▶ [Objective]
Could you print every record below exactly as it appears?

▶ [Recorded information]

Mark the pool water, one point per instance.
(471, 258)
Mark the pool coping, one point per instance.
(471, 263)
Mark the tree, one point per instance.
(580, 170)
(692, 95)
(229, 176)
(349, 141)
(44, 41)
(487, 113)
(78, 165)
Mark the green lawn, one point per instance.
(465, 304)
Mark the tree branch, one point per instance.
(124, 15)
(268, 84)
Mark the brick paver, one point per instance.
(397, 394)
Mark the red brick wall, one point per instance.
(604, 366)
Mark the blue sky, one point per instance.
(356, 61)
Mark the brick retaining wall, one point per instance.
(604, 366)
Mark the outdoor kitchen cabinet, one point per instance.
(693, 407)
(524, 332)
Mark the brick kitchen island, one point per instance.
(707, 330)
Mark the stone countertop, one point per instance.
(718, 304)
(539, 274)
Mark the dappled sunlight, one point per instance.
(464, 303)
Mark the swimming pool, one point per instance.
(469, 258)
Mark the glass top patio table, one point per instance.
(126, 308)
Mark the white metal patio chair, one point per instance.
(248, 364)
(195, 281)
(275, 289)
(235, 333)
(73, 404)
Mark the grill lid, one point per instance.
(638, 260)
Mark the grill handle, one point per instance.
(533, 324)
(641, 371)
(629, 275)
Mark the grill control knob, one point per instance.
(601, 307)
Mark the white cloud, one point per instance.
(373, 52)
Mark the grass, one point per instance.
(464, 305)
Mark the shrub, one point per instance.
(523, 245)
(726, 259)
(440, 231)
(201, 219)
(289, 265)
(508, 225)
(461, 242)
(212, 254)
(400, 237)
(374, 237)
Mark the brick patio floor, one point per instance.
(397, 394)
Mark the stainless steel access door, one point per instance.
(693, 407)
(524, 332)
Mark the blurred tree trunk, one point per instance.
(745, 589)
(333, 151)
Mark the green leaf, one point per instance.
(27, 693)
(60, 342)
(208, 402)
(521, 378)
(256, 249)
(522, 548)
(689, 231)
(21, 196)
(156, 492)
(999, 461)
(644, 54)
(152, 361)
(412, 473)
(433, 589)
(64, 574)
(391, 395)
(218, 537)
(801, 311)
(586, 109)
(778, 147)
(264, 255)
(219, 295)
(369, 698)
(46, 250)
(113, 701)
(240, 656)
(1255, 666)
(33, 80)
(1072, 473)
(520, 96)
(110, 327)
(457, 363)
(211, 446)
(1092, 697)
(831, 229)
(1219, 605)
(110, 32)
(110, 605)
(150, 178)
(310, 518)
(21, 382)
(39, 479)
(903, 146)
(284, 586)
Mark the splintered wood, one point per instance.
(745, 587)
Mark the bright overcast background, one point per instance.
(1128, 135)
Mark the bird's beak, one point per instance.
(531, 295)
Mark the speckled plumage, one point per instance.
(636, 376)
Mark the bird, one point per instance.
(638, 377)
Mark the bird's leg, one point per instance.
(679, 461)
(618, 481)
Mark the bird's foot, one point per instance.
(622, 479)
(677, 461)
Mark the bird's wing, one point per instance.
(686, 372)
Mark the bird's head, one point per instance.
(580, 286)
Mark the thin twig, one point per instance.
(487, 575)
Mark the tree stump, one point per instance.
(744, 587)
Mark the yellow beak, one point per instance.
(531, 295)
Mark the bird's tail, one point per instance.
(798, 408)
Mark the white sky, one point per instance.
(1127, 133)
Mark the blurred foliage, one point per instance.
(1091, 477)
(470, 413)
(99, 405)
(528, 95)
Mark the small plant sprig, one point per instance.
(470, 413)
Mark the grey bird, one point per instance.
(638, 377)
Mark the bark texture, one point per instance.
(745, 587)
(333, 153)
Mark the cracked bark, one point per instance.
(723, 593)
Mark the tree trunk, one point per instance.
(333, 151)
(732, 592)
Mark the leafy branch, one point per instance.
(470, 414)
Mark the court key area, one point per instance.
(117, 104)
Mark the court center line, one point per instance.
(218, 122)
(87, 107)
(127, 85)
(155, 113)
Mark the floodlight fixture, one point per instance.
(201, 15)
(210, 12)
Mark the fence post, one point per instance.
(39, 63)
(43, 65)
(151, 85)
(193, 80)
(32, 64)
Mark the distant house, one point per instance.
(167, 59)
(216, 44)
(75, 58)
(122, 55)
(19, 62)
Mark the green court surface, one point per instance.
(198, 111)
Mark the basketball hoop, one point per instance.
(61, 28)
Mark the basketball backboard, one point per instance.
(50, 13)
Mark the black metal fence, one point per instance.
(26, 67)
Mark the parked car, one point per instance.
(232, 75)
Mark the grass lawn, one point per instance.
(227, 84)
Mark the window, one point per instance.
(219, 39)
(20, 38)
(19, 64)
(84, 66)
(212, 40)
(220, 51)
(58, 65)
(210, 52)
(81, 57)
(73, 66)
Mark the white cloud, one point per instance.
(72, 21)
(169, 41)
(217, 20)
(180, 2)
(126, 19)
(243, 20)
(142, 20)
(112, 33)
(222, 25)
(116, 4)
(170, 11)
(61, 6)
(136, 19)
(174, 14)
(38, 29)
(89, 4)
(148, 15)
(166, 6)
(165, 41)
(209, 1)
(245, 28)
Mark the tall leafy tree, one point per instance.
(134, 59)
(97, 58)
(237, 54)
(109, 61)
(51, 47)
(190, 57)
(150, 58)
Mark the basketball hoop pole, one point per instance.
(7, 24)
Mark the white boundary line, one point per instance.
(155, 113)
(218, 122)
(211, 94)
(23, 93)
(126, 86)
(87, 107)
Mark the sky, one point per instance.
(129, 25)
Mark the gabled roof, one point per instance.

▶ [Solved problem]
Mark the pool water, one point per instance.
(471, 258)
Mark the pool coping, one point per instance.
(471, 263)
Mark the tree, one point per instance.
(580, 170)
(692, 95)
(229, 176)
(349, 141)
(44, 41)
(487, 113)
(78, 165)
Mark the green lawn, one point per instance.
(465, 304)
Mark the tree branch, one point per instance.
(124, 15)
(268, 84)
Mark the brick paver, one point per instance.
(397, 394)
Mark the red brick wall, one point per instance.
(604, 366)
Mark the blue sky, one point per instance.
(356, 61)
Mark the brick retaining wall, one point per instance.
(604, 366)
Mark the outdoor kitchen cabinet, one point per instance.
(693, 407)
(524, 332)
Mark the brick kitchen island, one point per instance.
(707, 330)
Mark the stone countertop, one point per instance.
(718, 304)
(539, 274)
Mark the dappled sunlight, one point per instance.
(464, 303)
Mark the swimming pool, one point per instance.
(469, 258)
Mark the glass top patio table, one point per instance.
(126, 308)
Mark the white metal patio chair, one point per instance.
(248, 364)
(195, 281)
(275, 289)
(235, 333)
(73, 404)
Mark the grill lid, one point per instance.
(638, 260)
Mark the grill handle, one point per instance.
(533, 324)
(641, 371)
(629, 275)
Mark the grill control knob, one point per instance.
(601, 307)
Mark the white cloud, one point per instance.
(373, 52)
Mark the grass, one point per instance.
(464, 305)
Mark the shrub, one point per instance.
(523, 245)
(726, 259)
(440, 231)
(201, 219)
(289, 265)
(508, 225)
(461, 242)
(212, 254)
(400, 237)
(374, 237)
Mark the brick patio floor, one point per instance.
(397, 394)
Mark the stainless steel access door, one point per instance.
(693, 407)
(524, 332)
Mark the blurred tree trunk, one point per instance.
(745, 589)
(333, 151)
Mark the green leaf, one point per instance.
(27, 693)
(60, 342)
(208, 402)
(521, 378)
(256, 249)
(522, 548)
(689, 231)
(21, 196)
(156, 492)
(999, 461)
(644, 54)
(152, 361)
(412, 473)
(433, 589)
(64, 574)
(391, 395)
(218, 537)
(801, 311)
(586, 109)
(778, 147)
(264, 255)
(219, 295)
(369, 698)
(46, 250)
(113, 701)
(240, 656)
(1255, 666)
(33, 80)
(1072, 473)
(520, 96)
(110, 327)
(457, 363)
(211, 446)
(1092, 697)
(831, 229)
(1219, 605)
(110, 32)
(110, 605)
(150, 178)
(310, 518)
(21, 382)
(39, 479)
(903, 146)
(284, 586)
Mark the splintered wood, one point per instance.
(745, 587)
Mark the bright overcast background, one point per instance.
(1128, 135)
Mark the bird's beak, one point per instance.
(531, 295)
Mark the speckled plumage, one point per instance.
(636, 376)
Mark the bird, one point per instance.
(638, 377)
Mark the bird's leg, one point per instance.
(679, 461)
(618, 481)
Mark the bird's foot, one point per instance.
(622, 479)
(677, 461)
Mark the bird's wing, one point per instance.
(686, 372)
Mark the bird's head, one point per instance.
(580, 286)
Mark the thin twig, one point per instance.
(487, 575)
Mark the tree stump, one point per instance.
(744, 587)
Mark the yellow beak, one point per instance.
(531, 295)
Mark the bird's tail, one point per instance.
(798, 408)
Mark the white sky, one point per instance.
(1127, 133)
Mark the blurred foliage, one point per instance.
(1091, 477)
(470, 413)
(99, 405)
(528, 95)
Mark the small plant sprig, one point per instance.
(470, 413)
Mark the grey bird, one point per instance.
(638, 377)
Mark the bark texture, one point per instance.
(745, 587)
(333, 153)
Mark the cracked bark, one point per instance.
(723, 593)
Mark the tree trunk, one point per instance.
(333, 151)
(732, 592)
Mark the leafy branch, one point per instance.
(470, 414)
Mark the court key area, one point per instance.
(117, 104)
Mark the court center line, one point per instance.
(218, 122)
(87, 107)
(127, 85)
(155, 113)
Mark the floodlight fixture, one point per instance.
(201, 15)
(210, 12)
Mark the fence post, one point per instance.
(39, 63)
(43, 65)
(151, 85)
(193, 80)
(32, 64)
Mark the distant house, one point per instance.
(167, 59)
(216, 44)
(75, 58)
(122, 55)
(19, 62)
Mark the green court surface, one point per instance.
(198, 111)
Mark the basketball hoop, one point per instance.
(61, 28)
Mark the basketball backboard, one point per instance.
(50, 13)
Mark the black metal fence, one point per instance.
(26, 67)
Mark the parked car, one point per instance.
(232, 75)
Mark the grass lawn, one point per instance.
(227, 84)
Mark the window, one point per instance.
(219, 39)
(20, 38)
(19, 64)
(84, 66)
(212, 40)
(220, 51)
(58, 65)
(210, 52)
(81, 57)
(73, 66)
Mark the white cloud, one point per instance.
(72, 21)
(169, 41)
(217, 20)
(180, 2)
(126, 19)
(243, 20)
(142, 20)
(112, 33)
(222, 25)
(116, 4)
(170, 11)
(61, 6)
(136, 19)
(174, 14)
(38, 29)
(89, 4)
(148, 15)
(166, 6)
(165, 41)
(209, 1)
(245, 28)
Mark the tall leafy tree, one point per instance.
(134, 59)
(97, 58)
(237, 54)
(109, 61)
(51, 47)
(190, 57)
(150, 58)
Mark the basketball hoop pole, one point per instance.
(7, 24)
Mark the white boundary line, one point per instance.
(155, 113)
(218, 122)
(211, 94)
(23, 93)
(126, 86)
(87, 107)
Mark the sky, one point per instance.
(129, 25)
Mark the gabled roof, one point per instance.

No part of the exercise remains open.